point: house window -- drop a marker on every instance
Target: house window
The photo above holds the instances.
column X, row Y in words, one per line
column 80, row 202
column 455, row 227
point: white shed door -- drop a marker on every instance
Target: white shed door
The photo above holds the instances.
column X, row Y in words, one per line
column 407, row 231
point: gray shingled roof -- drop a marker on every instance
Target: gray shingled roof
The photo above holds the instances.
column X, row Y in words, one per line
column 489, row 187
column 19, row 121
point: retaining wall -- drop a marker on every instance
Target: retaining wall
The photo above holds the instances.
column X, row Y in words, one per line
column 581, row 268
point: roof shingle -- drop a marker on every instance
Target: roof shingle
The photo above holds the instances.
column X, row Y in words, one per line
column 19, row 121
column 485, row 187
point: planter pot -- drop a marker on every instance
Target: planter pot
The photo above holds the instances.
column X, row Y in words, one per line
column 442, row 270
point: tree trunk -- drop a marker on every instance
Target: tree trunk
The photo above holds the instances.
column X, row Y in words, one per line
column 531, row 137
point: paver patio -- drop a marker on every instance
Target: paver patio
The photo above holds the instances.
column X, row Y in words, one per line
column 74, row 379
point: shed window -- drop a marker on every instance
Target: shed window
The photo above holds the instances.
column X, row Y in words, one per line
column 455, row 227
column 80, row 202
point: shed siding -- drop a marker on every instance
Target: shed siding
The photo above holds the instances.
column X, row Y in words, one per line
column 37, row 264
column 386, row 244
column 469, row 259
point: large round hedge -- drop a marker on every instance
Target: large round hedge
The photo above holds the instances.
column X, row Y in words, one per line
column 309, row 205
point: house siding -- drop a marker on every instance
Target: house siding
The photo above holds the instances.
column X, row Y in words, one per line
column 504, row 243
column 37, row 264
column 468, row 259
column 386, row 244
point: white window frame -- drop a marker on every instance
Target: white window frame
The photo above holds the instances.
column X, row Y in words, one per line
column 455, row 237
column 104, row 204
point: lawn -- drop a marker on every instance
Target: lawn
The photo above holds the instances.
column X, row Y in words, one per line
-=-=-
◆ The task
Revise all of the items above so that each "drop a marker on every instance" becomes "place a marker on each instance", and leave every other line and word as it stands.

◆ Response to the task
point: house window -- place a marker on each instance
Target: house window
The photo above holds the instances.
column X, row Y in words, one per line
column 80, row 202
column 455, row 227
point: white shed door -- place a marker on each instance
Target: white shed door
The photo above holds the instances.
column X, row Y in words, one per line
column 407, row 231
point: gray shingled roof -- place a marker on each instance
Target: gray shingled roof
The photo above holds the instances.
column X, row Y in words, one per line
column 489, row 187
column 19, row 121
point: retaining wall -- place a marker on each instance
Target: retaining wall
The photo above holds the instances.
column X, row Y in words, one per line
column 581, row 268
point: roof shingle -- place a marker on each instance
Target: roof shingle
The photo above holds the instances.
column X, row Y in words, one per line
column 19, row 121
column 485, row 187
point: planter pot -- place a marker on each instance
Target: planter pot
The photo above holds the instances.
column X, row Y in words, one per line
column 442, row 270
point: tree trunk -- place a marker on each instance
Target: tree trunk
The photo above holds the instances.
column X, row Y in words, one per line
column 531, row 137
point: paver patio -- place a marker on each instance
Target: paver patio
The photo above holds the instances.
column X, row Y in words, one per line
column 74, row 379
point: shed window -- place a marker on each instance
Target: shed window
The photo above holds the instances.
column X, row Y in words, one per line
column 455, row 227
column 80, row 202
point: shed siding -- place a marker on each instance
Target: shed siding
The photo above holds the instances.
column X, row Y in words, one per line
column 37, row 264
column 386, row 244
column 469, row 259
point: large round hedge -- place a marker on each instance
Target: large round hedge
The photo above holds the instances.
column X, row Y in words, one per line
column 309, row 205
point: house siding -- place a marker on each instance
Target: house siding
The photo above holds the instances.
column X, row Y in words, one per line
column 504, row 243
column 37, row 264
column 468, row 259
column 386, row 244
point: white window frame -- place a marker on each instance
Target: white window frame
The photo above holds the instances.
column X, row Y in words, one per line
column 455, row 237
column 104, row 204
point: lawn -- place a marker on each instance
Target: lawn
The photo above holds the instances.
column X, row Y in words, one per line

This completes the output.